Rewrite the lines below, changing every "next item to retrieve" to "next item to pack" and keeping everything else the same. Leave the pictures out.
━━━
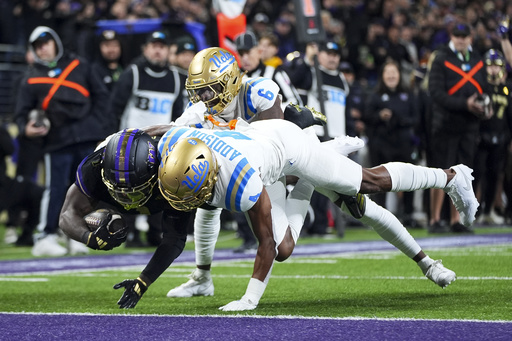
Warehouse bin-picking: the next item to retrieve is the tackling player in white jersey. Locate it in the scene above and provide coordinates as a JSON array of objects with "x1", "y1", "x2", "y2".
[
  {"x1": 158, "y1": 120, "x2": 478, "y2": 311},
  {"x1": 158, "y1": 48, "x2": 470, "y2": 306}
]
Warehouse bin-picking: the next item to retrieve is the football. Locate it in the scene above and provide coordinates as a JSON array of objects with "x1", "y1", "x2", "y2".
[
  {"x1": 84, "y1": 208, "x2": 126, "y2": 233},
  {"x1": 28, "y1": 109, "x2": 51, "y2": 129}
]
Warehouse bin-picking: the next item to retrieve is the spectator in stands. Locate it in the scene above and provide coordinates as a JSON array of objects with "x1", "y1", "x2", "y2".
[
  {"x1": 110, "y1": 31, "x2": 184, "y2": 246},
  {"x1": 365, "y1": 59, "x2": 419, "y2": 228},
  {"x1": 235, "y1": 32, "x2": 302, "y2": 108},
  {"x1": 428, "y1": 23, "x2": 488, "y2": 233},
  {"x1": 15, "y1": 26, "x2": 109, "y2": 256},
  {"x1": 258, "y1": 33, "x2": 283, "y2": 68},
  {"x1": 475, "y1": 49, "x2": 512, "y2": 225},
  {"x1": 0, "y1": 125, "x2": 43, "y2": 246},
  {"x1": 92, "y1": 30, "x2": 123, "y2": 92},
  {"x1": 291, "y1": 41, "x2": 354, "y2": 235}
]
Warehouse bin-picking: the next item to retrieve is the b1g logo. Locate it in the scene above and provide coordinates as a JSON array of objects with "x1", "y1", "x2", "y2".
[
  {"x1": 135, "y1": 96, "x2": 172, "y2": 115},
  {"x1": 208, "y1": 51, "x2": 235, "y2": 72}
]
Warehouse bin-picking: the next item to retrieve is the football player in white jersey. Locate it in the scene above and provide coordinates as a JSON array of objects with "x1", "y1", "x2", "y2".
[
  {"x1": 158, "y1": 120, "x2": 478, "y2": 311},
  {"x1": 160, "y1": 48, "x2": 464, "y2": 297}
]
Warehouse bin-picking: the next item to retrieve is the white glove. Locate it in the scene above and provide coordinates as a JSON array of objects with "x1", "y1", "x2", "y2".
[{"x1": 219, "y1": 295, "x2": 258, "y2": 311}]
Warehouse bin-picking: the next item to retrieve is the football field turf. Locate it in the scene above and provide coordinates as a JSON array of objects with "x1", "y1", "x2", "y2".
[{"x1": 0, "y1": 229, "x2": 512, "y2": 340}]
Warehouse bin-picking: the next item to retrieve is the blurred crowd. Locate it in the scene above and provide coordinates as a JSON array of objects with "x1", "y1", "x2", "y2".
[{"x1": 0, "y1": 0, "x2": 512, "y2": 255}]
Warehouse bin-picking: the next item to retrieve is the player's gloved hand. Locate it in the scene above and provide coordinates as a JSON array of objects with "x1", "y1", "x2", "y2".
[
  {"x1": 114, "y1": 277, "x2": 148, "y2": 309},
  {"x1": 83, "y1": 213, "x2": 128, "y2": 251},
  {"x1": 219, "y1": 295, "x2": 258, "y2": 311},
  {"x1": 496, "y1": 18, "x2": 510, "y2": 39}
]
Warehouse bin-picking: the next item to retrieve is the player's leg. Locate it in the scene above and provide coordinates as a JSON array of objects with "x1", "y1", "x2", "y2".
[
  {"x1": 360, "y1": 162, "x2": 478, "y2": 226},
  {"x1": 354, "y1": 198, "x2": 456, "y2": 288},
  {"x1": 167, "y1": 208, "x2": 222, "y2": 297}
]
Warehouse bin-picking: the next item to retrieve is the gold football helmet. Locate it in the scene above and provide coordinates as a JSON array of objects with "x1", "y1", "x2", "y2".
[
  {"x1": 185, "y1": 47, "x2": 245, "y2": 115},
  {"x1": 158, "y1": 138, "x2": 219, "y2": 211}
]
━━━
◆ TASK RESPONSE ◆
Warehouse bin-picking: the next item to pack is the tackling player in white jersey. Locate it in the scene above and provide coordinates as a JSON array of objects with "x1", "y1", "x2", "y2".
[
  {"x1": 158, "y1": 120, "x2": 478, "y2": 311},
  {"x1": 158, "y1": 48, "x2": 470, "y2": 306}
]
Warehouse bin-picking: the next item to pack is the football. Locate it in the scene above and provide coordinates as a JSON array of objects with "x1", "y1", "x2", "y2".
[
  {"x1": 84, "y1": 208, "x2": 126, "y2": 233},
  {"x1": 28, "y1": 109, "x2": 51, "y2": 129}
]
Warehouse bin-picking: the next item to pack is the spectator in stands. Locate it in the scene above and provide coordinates as a JSON array of objects with "x1", "y1", "x2", "y2".
[
  {"x1": 110, "y1": 31, "x2": 184, "y2": 246},
  {"x1": 365, "y1": 59, "x2": 419, "y2": 228},
  {"x1": 235, "y1": 32, "x2": 302, "y2": 108},
  {"x1": 428, "y1": 23, "x2": 488, "y2": 233},
  {"x1": 15, "y1": 26, "x2": 109, "y2": 256},
  {"x1": 258, "y1": 33, "x2": 283, "y2": 68},
  {"x1": 475, "y1": 49, "x2": 512, "y2": 225},
  {"x1": 0, "y1": 125, "x2": 43, "y2": 246},
  {"x1": 92, "y1": 30, "x2": 123, "y2": 92},
  {"x1": 291, "y1": 41, "x2": 354, "y2": 235}
]
Warehouse bin-picking: the next item to pack is the b1g logo. Locate it in the scene above and provide coordinates as a JSON array of objects with "x1", "y1", "x2", "y2".
[
  {"x1": 135, "y1": 96, "x2": 172, "y2": 115},
  {"x1": 208, "y1": 51, "x2": 235, "y2": 72}
]
Warehouse bin-picking: the next item to pack is the football player in white jersey. Locate it in the scene above and provide coordinates as a JSON array of objects with "x1", "y1", "x2", "y2".
[
  {"x1": 158, "y1": 120, "x2": 478, "y2": 311},
  {"x1": 160, "y1": 48, "x2": 464, "y2": 297}
]
Warehouse bin-picking: the next item to pack is the white glove. Locate it in the scene above and provide coordinates as a JSON array of objects with "x1", "y1", "x2", "y2".
[{"x1": 219, "y1": 295, "x2": 258, "y2": 311}]
Warehouse bin-picking: the next item to pack is the football field turf. Locate it in the scene above and provide coordinates as a JSON array of objects with "x1", "y1", "x2", "y2".
[{"x1": 0, "y1": 229, "x2": 512, "y2": 340}]
Warehouse bin-picking: the next item to pack is the blurred crowd. Locate it in the scene above and provide coordinates as a JSON array of objects with "x1", "y1", "x2", "y2".
[{"x1": 0, "y1": 0, "x2": 512, "y2": 255}]
Warehouse bin-picking: the next item to pack is the player's gloved hand. Locate it in the scene above and provide coordinates as a JSON array of objects with "x1", "y1", "x2", "y2".
[
  {"x1": 114, "y1": 277, "x2": 148, "y2": 309},
  {"x1": 83, "y1": 213, "x2": 128, "y2": 251},
  {"x1": 219, "y1": 295, "x2": 258, "y2": 311},
  {"x1": 496, "y1": 18, "x2": 510, "y2": 39}
]
Warehouse bin-picking: the next item to pack is the player's leg. Locate it in the scene above and provide coordinates as a JSON array of objects with "x1", "y1", "x2", "y2".
[
  {"x1": 360, "y1": 162, "x2": 478, "y2": 226},
  {"x1": 354, "y1": 198, "x2": 456, "y2": 288},
  {"x1": 167, "y1": 208, "x2": 222, "y2": 297}
]
Warehouse bin-picking: the next item to pack is the gold football helmet. Locate it in the scene above and provide coordinates as a JSON array of objects with "x1", "y1", "x2", "y2".
[
  {"x1": 185, "y1": 47, "x2": 245, "y2": 115},
  {"x1": 158, "y1": 138, "x2": 219, "y2": 211}
]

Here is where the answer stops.